--- START ---

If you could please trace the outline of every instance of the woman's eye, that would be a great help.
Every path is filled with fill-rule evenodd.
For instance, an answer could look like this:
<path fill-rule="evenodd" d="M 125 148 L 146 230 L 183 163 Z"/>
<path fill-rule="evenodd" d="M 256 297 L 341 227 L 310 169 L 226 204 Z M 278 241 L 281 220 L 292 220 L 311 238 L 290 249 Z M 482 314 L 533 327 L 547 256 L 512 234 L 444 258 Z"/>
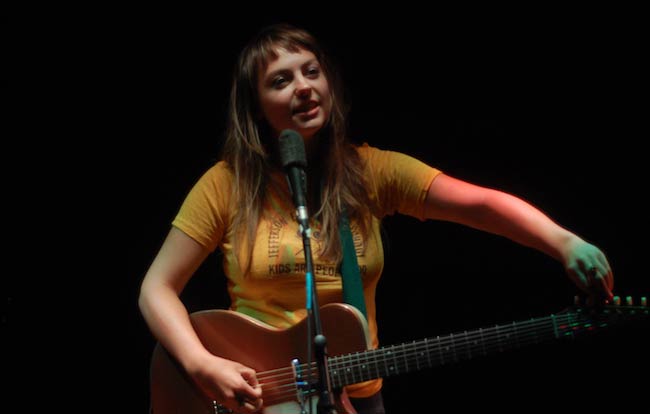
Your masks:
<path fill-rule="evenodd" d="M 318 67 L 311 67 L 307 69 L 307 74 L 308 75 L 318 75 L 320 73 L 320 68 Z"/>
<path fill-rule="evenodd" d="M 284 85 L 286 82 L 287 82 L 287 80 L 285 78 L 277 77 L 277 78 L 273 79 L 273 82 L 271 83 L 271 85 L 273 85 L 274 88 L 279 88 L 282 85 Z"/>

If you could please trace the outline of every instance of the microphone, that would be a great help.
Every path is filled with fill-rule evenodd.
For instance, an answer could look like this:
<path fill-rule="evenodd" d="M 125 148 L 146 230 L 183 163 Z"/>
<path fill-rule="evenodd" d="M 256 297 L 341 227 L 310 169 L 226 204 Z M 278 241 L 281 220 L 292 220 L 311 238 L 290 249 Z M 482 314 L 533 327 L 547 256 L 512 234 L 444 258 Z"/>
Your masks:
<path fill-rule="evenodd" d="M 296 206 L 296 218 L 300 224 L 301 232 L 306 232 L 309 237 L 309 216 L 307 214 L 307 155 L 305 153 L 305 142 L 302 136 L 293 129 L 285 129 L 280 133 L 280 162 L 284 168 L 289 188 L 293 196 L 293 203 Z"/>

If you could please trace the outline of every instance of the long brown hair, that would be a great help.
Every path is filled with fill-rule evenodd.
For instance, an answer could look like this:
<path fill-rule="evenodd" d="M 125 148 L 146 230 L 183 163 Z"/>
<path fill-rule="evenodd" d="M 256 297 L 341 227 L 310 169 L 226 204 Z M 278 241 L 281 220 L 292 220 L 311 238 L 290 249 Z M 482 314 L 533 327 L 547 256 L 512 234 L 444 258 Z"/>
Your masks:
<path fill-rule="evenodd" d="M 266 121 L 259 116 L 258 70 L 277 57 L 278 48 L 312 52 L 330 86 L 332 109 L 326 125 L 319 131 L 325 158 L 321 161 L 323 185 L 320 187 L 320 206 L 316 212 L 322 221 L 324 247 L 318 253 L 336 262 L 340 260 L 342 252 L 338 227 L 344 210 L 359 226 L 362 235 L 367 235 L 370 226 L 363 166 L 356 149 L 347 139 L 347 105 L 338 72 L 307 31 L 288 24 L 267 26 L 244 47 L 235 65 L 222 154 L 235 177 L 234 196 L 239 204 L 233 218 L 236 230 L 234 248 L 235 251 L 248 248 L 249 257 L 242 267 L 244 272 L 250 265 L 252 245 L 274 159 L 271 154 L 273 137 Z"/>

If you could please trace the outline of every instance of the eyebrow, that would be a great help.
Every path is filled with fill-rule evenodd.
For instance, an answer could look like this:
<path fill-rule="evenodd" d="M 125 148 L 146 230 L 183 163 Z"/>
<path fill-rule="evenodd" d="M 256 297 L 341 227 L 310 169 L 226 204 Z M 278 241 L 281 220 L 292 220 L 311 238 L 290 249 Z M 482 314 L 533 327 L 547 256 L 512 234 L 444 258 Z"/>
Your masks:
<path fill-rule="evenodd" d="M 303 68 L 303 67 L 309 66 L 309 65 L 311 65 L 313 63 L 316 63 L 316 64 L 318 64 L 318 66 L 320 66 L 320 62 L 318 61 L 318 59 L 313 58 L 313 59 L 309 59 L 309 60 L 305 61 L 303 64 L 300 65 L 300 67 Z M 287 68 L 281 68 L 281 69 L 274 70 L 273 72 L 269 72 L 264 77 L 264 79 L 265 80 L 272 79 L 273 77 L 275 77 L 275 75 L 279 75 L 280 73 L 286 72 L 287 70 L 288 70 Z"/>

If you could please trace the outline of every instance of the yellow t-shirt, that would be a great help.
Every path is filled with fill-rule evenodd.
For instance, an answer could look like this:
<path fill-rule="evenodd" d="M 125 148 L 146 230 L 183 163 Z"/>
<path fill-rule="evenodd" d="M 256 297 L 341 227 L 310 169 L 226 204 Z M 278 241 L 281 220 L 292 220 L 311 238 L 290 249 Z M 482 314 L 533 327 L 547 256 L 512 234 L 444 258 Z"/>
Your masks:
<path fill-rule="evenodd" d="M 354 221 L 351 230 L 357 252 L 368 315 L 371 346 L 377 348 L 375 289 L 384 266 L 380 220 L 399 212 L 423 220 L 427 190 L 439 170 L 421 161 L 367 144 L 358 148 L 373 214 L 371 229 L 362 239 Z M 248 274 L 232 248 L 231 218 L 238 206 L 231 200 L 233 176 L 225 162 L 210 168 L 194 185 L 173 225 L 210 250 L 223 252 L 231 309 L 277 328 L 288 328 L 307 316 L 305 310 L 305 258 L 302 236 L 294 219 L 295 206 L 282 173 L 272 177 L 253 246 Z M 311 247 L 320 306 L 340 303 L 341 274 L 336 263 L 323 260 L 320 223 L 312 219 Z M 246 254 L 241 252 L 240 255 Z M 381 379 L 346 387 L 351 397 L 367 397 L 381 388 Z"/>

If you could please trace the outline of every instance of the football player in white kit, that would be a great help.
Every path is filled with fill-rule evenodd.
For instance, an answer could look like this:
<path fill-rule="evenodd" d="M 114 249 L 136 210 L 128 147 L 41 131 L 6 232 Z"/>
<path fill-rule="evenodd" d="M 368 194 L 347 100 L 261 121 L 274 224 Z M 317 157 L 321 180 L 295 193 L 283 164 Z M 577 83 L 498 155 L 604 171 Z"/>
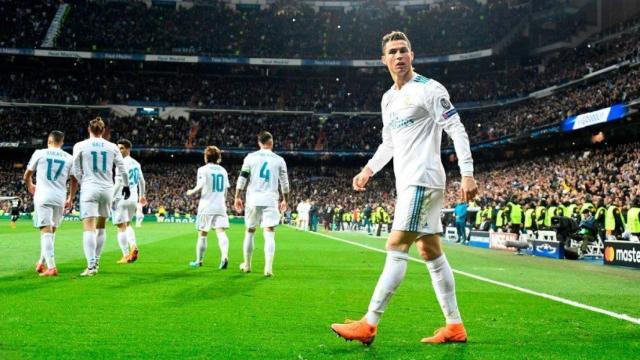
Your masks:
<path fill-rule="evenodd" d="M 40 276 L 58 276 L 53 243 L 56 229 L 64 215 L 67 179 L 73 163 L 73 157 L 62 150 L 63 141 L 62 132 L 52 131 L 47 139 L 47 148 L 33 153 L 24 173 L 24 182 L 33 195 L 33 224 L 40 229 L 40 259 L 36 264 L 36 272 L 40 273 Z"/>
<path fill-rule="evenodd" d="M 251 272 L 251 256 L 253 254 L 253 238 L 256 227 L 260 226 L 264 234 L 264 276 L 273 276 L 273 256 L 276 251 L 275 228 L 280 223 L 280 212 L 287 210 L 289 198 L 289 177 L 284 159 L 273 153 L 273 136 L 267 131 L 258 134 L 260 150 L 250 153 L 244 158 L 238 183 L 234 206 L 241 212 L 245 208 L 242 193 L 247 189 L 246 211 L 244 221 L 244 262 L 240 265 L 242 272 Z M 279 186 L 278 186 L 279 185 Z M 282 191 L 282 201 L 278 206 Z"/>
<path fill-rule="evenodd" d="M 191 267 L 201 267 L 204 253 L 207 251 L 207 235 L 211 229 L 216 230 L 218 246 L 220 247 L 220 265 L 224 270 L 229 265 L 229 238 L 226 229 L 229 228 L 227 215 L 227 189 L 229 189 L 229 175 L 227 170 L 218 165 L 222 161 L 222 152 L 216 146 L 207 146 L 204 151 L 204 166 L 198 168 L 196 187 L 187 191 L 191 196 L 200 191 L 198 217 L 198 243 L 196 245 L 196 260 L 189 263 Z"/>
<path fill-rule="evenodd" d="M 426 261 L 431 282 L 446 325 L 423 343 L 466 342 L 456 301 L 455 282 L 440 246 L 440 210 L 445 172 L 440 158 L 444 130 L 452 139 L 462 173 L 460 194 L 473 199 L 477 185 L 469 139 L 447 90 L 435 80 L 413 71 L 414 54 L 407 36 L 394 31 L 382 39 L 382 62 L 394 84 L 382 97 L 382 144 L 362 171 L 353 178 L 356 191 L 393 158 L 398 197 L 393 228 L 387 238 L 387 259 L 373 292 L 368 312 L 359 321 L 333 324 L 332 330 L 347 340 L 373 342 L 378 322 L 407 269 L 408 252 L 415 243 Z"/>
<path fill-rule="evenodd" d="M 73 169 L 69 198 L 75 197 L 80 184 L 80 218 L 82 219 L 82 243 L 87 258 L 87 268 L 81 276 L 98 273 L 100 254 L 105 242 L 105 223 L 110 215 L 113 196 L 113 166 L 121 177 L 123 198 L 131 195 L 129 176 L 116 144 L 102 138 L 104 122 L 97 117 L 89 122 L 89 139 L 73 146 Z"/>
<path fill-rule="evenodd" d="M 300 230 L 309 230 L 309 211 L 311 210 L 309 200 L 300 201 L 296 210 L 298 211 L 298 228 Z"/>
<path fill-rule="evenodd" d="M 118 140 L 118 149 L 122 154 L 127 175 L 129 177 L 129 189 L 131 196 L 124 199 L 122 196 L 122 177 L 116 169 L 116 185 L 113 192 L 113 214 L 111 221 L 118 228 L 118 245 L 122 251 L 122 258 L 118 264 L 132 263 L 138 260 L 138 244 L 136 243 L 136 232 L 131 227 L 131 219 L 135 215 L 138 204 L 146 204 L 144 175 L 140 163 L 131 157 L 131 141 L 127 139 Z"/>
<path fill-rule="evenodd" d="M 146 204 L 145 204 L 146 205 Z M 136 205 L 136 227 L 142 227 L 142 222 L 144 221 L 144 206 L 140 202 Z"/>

--- END ---
--- START ---

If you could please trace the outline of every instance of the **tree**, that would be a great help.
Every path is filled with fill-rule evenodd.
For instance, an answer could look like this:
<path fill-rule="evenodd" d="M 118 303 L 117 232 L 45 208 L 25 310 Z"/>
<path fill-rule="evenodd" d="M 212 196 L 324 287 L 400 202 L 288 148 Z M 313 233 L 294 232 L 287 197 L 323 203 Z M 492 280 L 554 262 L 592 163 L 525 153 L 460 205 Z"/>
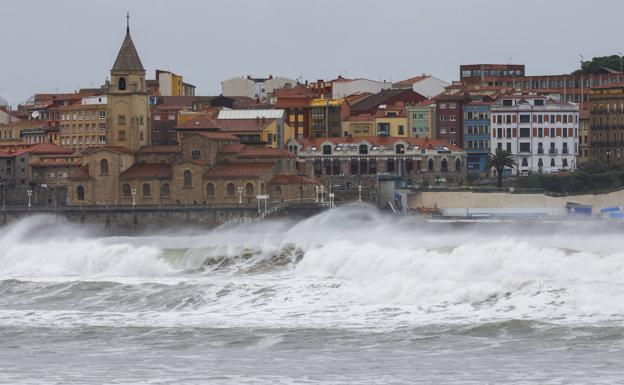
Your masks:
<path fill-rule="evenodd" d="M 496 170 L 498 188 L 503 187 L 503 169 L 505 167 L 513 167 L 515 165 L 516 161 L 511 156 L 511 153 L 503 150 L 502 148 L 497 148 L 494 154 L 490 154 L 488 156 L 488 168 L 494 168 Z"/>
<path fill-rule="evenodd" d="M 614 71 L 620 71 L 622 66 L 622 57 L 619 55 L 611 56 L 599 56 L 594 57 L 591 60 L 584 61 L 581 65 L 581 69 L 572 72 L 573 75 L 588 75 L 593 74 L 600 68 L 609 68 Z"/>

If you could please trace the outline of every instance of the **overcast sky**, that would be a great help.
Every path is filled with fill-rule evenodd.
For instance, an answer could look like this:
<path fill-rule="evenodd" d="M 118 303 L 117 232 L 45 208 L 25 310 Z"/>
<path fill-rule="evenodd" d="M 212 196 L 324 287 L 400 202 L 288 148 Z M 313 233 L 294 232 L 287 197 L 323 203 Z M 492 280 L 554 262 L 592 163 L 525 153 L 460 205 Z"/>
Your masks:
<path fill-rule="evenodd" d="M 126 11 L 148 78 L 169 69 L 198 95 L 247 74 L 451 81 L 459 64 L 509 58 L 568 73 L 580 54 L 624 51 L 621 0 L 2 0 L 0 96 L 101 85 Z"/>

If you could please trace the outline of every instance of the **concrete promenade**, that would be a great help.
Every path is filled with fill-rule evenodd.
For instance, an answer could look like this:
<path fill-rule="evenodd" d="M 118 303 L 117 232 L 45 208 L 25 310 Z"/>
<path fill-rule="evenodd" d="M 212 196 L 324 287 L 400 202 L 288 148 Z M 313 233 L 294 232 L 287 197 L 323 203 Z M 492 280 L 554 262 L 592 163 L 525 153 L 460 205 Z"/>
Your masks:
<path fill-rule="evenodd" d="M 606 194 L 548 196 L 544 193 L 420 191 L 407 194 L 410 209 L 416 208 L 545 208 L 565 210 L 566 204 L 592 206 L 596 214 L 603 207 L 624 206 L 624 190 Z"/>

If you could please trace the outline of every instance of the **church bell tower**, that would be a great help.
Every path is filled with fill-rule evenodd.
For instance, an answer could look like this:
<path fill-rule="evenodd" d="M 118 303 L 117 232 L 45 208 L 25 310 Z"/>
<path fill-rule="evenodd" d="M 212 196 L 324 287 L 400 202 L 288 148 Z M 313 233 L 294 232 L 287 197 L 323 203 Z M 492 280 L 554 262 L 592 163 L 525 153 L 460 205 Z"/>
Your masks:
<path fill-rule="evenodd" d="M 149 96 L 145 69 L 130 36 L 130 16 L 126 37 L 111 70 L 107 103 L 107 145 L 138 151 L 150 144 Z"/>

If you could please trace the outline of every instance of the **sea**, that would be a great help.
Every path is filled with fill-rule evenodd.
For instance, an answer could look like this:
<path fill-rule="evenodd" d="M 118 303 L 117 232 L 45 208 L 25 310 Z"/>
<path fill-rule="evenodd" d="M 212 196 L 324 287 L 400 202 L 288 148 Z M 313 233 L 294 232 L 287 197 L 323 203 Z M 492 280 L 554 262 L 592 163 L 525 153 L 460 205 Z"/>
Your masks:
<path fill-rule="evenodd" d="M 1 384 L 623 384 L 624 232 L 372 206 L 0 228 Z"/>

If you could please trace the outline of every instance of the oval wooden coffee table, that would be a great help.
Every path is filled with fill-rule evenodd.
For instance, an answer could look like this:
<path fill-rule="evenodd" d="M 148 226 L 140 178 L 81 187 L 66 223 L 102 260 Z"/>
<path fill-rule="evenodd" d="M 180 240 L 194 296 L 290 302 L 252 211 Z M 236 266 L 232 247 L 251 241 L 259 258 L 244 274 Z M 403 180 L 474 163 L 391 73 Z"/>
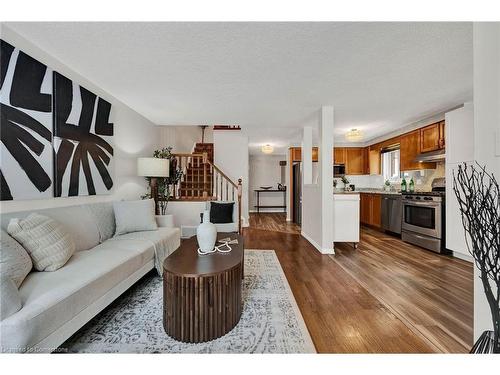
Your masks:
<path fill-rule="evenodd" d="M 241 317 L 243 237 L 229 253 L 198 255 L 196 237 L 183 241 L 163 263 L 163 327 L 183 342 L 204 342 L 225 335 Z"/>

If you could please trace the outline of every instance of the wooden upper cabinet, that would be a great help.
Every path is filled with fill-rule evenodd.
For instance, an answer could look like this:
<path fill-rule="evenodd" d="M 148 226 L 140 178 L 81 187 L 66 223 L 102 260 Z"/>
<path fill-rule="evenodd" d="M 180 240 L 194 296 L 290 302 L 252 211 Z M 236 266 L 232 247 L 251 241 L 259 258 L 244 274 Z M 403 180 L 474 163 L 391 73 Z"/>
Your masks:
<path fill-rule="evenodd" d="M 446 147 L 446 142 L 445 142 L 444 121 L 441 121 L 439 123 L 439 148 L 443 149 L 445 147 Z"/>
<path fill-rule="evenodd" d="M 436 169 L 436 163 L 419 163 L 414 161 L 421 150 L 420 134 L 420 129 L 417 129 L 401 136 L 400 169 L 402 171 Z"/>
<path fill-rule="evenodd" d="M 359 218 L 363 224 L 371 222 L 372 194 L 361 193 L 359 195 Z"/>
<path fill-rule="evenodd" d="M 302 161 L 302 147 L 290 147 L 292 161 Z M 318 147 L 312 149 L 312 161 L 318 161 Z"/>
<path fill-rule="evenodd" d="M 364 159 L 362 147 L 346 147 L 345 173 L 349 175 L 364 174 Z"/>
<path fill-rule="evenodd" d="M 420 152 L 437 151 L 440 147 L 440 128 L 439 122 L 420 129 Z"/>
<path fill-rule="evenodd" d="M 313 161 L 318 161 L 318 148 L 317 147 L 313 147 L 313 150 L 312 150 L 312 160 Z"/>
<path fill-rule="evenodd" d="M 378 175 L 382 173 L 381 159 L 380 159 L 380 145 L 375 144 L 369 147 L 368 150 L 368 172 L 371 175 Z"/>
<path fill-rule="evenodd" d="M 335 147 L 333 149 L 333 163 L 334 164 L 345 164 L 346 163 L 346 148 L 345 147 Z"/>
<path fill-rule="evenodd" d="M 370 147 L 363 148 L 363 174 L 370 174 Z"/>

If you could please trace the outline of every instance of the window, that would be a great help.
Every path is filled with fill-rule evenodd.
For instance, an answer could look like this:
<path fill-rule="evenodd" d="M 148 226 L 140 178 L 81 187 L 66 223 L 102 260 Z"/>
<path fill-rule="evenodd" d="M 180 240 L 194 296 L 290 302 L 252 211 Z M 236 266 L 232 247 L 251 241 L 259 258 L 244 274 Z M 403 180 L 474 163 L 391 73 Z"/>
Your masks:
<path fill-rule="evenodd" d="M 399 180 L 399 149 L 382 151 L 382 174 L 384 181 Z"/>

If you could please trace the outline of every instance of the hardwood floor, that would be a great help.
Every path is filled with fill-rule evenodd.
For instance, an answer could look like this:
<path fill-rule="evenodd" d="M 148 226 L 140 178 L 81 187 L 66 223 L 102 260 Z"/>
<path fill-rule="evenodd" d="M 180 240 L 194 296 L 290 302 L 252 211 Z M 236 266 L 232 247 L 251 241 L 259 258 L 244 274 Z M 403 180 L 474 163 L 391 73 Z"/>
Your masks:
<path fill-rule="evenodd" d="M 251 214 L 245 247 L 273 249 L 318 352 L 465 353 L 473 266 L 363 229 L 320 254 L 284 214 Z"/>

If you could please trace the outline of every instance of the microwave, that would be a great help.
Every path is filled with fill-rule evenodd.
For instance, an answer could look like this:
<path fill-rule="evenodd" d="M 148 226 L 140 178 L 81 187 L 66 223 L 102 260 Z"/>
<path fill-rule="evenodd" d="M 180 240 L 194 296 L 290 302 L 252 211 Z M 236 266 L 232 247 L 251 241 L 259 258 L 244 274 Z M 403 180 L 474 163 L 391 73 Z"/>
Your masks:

--- END ---

● **REQUIRED ACTION**: Look over the entries for "wooden", then copy every line that includes that string.

● **COMPLETED TASK**:
If you could please trace the outline of every instance of the oval wooden coffee table, that would be a great help.
If you could please trace the outline of every instance of the wooden upper cabinet, that would be a great help.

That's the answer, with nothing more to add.